━━ MATERIAL SUPPLIED ━━

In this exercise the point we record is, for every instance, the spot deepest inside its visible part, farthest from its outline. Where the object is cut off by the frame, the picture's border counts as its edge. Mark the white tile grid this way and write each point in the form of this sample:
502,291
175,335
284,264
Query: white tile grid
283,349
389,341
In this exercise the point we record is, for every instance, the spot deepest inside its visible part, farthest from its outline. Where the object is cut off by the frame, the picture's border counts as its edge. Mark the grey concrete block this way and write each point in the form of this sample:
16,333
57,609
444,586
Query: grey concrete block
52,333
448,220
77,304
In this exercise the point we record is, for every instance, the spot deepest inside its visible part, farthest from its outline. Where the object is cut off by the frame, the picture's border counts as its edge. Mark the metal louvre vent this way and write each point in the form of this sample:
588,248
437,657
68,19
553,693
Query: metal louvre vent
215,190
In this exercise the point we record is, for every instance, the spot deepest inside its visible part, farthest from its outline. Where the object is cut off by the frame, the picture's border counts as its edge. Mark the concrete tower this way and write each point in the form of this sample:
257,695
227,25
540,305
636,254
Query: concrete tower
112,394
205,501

━━━

REQUIRED WORK:
Write out all the items again, switching each "exercise" to "activity" and keeping every other character the same.

RESULT BELOW:
In this activity the point we record is, for every instance, the spot deepest inside its visible part, farthest from its outline. Where the object is cut off by the frame, the picture's border counts as its edge. Mark the white tile grid this way and write each point in the form of this sample:
502,291
175,335
284,264
Query: white tile grid
283,349
389,341
In this activity the point we record is, for every instance, the spot deepest inside its visible part, farthest from its outline. Where the object is cut off by the frame, the picture's border counts as its edge. Mark the grey concrete block this way and write each point in the form of this sample:
16,333
57,609
444,586
Query: grey concrete block
52,333
448,220
77,304
In this activity the point we record is, for every instance, the spot deepest inside its visible part, farthest from its outline. Where the object is cut off by the frame, the picture's border counts as its edge. Mark the metal louvre vent this way and write each point in the form of this sample:
588,248
437,657
68,19
553,693
Query: metal louvre vent
215,190
In this activity the point we record is, for every instance, the spot deepest inside its visible part, farthest from its outline. Where the object is cut off by the frame, the picture's border counts as its edge. Mark the concrete tower this way and write each point in the form of this sample:
257,695
227,25
540,305
636,254
Query: concrete tower
112,394
205,501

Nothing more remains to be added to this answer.